▶ _Your tasks_:
**A)** Please list the actors named in the film review below.
**B)** Write the next part of the film review, picking up after its final sentence.

▶ _Text section_:
+ + + + + + +
By Natalie Rich
“Every time a black woman gets angry, she’s a stereotype.” So says Melinda to her court-appointed anger management counselor. Melinda Gayle, played by a tragically misused Taraji P. Henson, is stuck in therapy because she has been terrorizing her ex-husband Robert (Lyriq Bent) and his new wife Diana (Crystle Stewart). What follows is a narrated history of Melinda’s side of the story, from the first time she meets Robert up to the present.
Though not advertised as such, it is clear that “Tyler Perry’s Acrimony” is a modern adaptation of the Greek play “Medea” by Euripides. For those unfamiliar with the story, it details the life of Medea and Jason. Medea kills her brother to escape with Jason and enable his victories, only to have him abandon her. He chooses to marry a princess to advance his power and subsequently orders Medea and her children to be excommunicated. Medea then poisons the new bride’s wedding dress, killing her, and murders her own children to spite Jason.
+ + + + + + +
▶ _Data provided_:
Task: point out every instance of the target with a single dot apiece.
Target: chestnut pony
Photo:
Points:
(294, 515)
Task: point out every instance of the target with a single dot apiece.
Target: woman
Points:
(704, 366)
+ + + + + + +
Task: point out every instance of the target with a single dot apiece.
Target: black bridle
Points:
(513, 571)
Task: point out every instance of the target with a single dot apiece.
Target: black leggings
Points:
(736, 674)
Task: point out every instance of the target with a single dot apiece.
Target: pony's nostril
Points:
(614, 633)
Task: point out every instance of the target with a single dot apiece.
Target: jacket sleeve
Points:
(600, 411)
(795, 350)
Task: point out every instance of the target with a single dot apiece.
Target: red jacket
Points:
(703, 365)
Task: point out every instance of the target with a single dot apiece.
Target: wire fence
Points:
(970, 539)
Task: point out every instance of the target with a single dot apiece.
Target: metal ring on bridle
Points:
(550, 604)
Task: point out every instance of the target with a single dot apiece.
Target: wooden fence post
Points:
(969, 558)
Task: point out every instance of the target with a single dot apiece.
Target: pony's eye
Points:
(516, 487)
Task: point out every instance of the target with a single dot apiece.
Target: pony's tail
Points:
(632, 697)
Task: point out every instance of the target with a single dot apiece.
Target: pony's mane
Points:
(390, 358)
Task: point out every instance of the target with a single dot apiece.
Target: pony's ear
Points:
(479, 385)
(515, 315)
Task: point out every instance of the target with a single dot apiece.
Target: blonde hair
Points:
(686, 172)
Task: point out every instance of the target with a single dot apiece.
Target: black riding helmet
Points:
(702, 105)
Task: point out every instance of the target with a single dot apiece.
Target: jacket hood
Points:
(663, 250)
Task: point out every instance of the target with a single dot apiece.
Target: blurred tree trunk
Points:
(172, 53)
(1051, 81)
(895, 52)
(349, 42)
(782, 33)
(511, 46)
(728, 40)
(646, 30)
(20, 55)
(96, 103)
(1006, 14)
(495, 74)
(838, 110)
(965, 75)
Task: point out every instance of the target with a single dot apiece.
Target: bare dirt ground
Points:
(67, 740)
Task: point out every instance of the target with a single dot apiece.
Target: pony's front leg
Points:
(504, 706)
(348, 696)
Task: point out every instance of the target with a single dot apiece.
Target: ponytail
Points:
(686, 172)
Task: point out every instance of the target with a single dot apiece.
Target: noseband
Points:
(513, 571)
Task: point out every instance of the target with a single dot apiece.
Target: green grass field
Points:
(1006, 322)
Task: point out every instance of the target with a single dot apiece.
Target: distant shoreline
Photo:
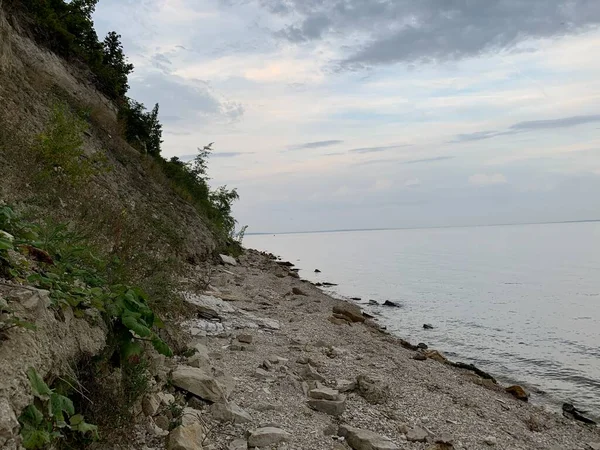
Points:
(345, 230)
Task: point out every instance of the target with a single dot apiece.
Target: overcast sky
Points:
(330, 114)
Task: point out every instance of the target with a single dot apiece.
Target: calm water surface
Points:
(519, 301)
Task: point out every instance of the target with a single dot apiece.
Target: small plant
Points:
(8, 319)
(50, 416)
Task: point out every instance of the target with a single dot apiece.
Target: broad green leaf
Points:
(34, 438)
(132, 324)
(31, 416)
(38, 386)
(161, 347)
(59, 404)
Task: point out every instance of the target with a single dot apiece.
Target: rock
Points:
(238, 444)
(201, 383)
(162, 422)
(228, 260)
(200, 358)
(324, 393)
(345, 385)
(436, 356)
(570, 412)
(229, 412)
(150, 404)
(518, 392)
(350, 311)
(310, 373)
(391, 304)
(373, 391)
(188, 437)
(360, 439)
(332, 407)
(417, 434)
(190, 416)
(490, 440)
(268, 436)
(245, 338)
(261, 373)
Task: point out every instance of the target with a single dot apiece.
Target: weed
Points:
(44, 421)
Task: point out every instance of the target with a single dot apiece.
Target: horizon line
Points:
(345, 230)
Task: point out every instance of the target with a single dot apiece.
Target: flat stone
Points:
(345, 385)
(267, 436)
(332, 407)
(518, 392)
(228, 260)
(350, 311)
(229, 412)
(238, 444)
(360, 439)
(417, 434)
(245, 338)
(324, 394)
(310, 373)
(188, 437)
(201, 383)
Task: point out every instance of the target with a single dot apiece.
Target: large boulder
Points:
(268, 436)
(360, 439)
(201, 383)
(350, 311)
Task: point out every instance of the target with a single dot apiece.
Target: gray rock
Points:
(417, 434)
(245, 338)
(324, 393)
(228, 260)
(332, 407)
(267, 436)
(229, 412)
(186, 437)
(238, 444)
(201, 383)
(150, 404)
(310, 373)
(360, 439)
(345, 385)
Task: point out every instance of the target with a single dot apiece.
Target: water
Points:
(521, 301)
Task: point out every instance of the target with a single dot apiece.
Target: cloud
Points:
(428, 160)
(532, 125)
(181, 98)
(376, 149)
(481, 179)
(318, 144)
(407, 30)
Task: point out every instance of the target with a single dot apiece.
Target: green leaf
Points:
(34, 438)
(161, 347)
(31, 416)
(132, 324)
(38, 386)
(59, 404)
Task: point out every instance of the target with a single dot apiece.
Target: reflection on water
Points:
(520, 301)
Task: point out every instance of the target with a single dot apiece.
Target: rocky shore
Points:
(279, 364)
+ + + + + + +
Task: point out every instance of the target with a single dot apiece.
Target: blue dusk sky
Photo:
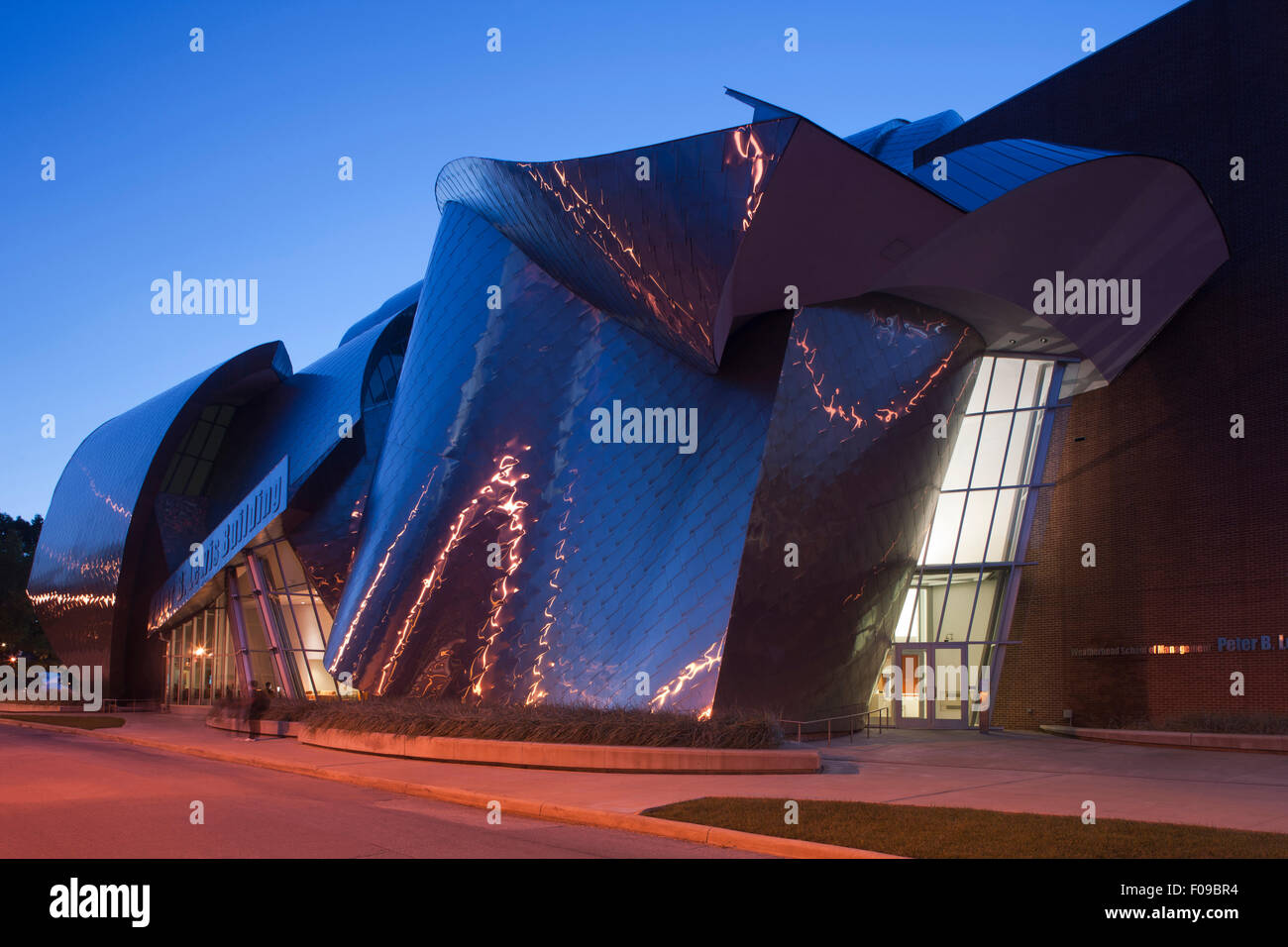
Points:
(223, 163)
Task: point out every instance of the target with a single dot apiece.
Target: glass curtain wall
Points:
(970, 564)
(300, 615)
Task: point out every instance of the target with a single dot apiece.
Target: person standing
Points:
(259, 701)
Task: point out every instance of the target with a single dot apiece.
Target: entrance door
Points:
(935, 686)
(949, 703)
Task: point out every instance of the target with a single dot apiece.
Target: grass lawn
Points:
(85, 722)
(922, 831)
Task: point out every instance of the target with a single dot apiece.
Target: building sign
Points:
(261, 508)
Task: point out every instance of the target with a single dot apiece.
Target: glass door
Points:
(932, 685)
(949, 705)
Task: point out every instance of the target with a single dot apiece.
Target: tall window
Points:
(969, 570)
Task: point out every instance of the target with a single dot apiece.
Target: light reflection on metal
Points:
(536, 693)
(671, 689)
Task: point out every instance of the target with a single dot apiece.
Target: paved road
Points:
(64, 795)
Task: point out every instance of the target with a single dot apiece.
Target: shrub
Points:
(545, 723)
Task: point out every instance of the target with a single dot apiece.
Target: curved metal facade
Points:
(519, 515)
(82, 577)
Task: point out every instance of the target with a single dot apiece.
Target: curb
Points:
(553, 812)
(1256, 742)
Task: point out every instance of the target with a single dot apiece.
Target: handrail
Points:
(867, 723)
+ + + + + + +
▶ _Expected results_:
**A)** Taraji P. Henson, Lyriq Bent, Crystle Stewart

**B)**
By contrast, the plot of “Tyler Perry’s Acrimony” starts out fairly simple: Melinda and Robert meet in college. He cons her into giving him her inheritance, rebuking her sisters, staying with him despite his philandering ways and eventually marrying him. He then continues the grift for the next decade of her life, manipulating Melinda into working two jobs to sustain their life as Robert tinkers with his self-charging battery that seems destined to fail. This first half of the film, featuring Ajiona Alexus and Antonio Madison as young Melinda and Robert, respectively, is easily the best part. Madison plays Robert as a convincingly smooth conman, and it is easy to see how Melinda stays with him: his apologies are just right, his excuses just believable enough. What woman hasn’t known a Robert? Ajiona Alexus has definite potential as the young Melinda. In a male-focused film, we would be led to see her as weak, but as Henson’s Melinda argues, what kind of a man takes the virginity of a young woman grieving the loss of her mother? Of course she fell for him hook, line and sinker. However, she is not a hapless victim. Melinda is full of a rage that cannot be contained. Upon finding Robert cheating on her, she crashes her car into his trailer, injuring herself and losing her ovaries in the process — a modern-day version of killing her children, since infanticide is not as normal nowadays as it was in Euripides’ time.
Whereas the first half of the movie sets up a solid narrative of a woman struggling under the weight of a manipulative partner, the second half of the movie is a haphazard schlocky affair. Melinda divorces Robert, who then immediately achieves success with his battery. He tries to make platonic amends with Melinda, leading to her trying to get back together with Robert. It is then revealed that Robert has gotten engaged to Diana, who helped him sign a deal for his battery in the first place — and who just happens to be the girl Robert cheated on Melinda with all those years ago. Crystle Stewart is a fine actress, but her only purpose in this film is to be the “younger, prettier second wife” stereotype for Henson’s Melinda to rage against. Melinda goes on an alcohol- and anger-induced bender, threatening the couple and even destroying Diana’s wedding dress with acid (an admittedly clever nod to the poisoned wedding gown in the original play). From there, the movie devolves into a scattered horror show of jumpscares and cliches before mercifully ending abruptly.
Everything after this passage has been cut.